**Your objective:**
Your output must match the data word for word, with every line included.

**Dataset items:**
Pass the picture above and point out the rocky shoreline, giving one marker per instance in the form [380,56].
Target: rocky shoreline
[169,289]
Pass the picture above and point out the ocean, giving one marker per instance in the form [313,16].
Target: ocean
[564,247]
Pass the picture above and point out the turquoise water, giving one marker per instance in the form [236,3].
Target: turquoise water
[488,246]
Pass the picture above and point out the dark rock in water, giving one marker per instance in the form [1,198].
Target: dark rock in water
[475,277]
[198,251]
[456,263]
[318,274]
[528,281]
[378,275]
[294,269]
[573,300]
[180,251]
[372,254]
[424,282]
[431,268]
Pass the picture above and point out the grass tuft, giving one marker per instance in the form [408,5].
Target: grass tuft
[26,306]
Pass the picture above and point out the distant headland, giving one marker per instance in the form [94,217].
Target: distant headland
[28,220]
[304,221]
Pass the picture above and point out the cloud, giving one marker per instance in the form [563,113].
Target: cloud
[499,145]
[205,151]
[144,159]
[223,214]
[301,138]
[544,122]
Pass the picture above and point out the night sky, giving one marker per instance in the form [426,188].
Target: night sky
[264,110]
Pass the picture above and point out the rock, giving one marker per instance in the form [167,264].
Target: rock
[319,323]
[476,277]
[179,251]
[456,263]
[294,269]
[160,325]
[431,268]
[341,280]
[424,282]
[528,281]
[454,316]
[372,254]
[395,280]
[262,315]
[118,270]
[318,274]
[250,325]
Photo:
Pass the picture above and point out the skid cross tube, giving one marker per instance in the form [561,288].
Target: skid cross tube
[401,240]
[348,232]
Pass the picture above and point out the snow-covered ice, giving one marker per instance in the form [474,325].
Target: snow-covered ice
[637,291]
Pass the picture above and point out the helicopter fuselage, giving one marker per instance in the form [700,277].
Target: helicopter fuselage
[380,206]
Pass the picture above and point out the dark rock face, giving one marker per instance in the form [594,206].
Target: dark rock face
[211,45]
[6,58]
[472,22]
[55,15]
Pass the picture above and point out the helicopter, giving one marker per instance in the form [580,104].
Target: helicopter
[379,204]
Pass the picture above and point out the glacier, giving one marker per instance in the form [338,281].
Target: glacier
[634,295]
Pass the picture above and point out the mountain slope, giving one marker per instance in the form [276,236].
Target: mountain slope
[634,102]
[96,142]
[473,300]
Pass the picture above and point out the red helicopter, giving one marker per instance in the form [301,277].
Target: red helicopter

**Answer for this exercise:**
Pass the picture above and point out the rocky shoreline, giving one marker per instance in the form [380,56].
Target: rocky shoreline
[169,289]
Pass the picture above and point out the ocean, giving one marker per instance in the form [313,16].
Target: ocean
[564,247]
Pass the picture above and point out the turquoise water, giving one marker per instance in the form [236,3].
Target: turquoise water
[488,246]
Pass the picture above and point out the dark rock in water, giving one marker per instance in the form [1,198].
Target: dark rock in water
[475,277]
[198,251]
[456,263]
[318,274]
[528,281]
[378,275]
[294,269]
[573,300]
[180,251]
[372,254]
[424,282]
[431,268]
Pass the picture above and point out the grass tuft, giving one marker per instance in the form [408,5].
Target: grass tuft
[26,306]
Pass the picture above and point out the distant headland, giving one marker per instance in the form [94,217].
Target: distant headland
[28,220]
[304,221]
Pass the picture above and point out the cloud, giving one marker per instance in the form [563,113].
Target: cloud
[499,145]
[205,151]
[144,159]
[223,214]
[301,138]
[544,122]
Pass the picture above and point out the night sky, giving one marker per instance in the form [426,188].
Target: night sky
[264,110]
Pass the picture above and point out the rock, giving one marker per instance in the form [167,264].
Target: rock
[319,323]
[476,277]
[179,251]
[456,263]
[294,269]
[160,325]
[431,268]
[341,280]
[424,282]
[528,281]
[454,316]
[372,254]
[395,280]
[262,315]
[118,270]
[318,274]
[250,325]
Photo:
Pass the picture above and point out the skid cross tube, giving one marker per instance in the form [561,288].
Target: skid cross tube
[401,240]
[348,232]
Pass the picture above and point out the snow-covered ice, giving one marker per instance in the form [474,325].
Target: snow-covered ice
[637,291]
Pass the picture above and point out the helicopter fuselage, giving one marker per instance in the form [700,277].
Target: helicopter fuselage
[380,206]
Pass the picture above and point out the dark rock face, giving one marker per instance in the form [594,206].
Target: dark rock face
[211,45]
[6,58]
[472,22]
[55,15]
Pass the picture above and point out the helicopter, giving one marker per instance in the form [580,104].
Target: helicopter
[379,204]
Pass the picture above and point out the glacier, giving one marker per instance in the form [338,281].
Target: glacier
[634,295]
Pass the picture above and point out the mountain slope, giving one marker per instance in the form [276,236].
Target: mountain slope
[634,102]
[96,142]
[473,300]
Pass the picture above and point out the red helicopter, giving one marker per instance in the form [301,277].
Target: red helicopter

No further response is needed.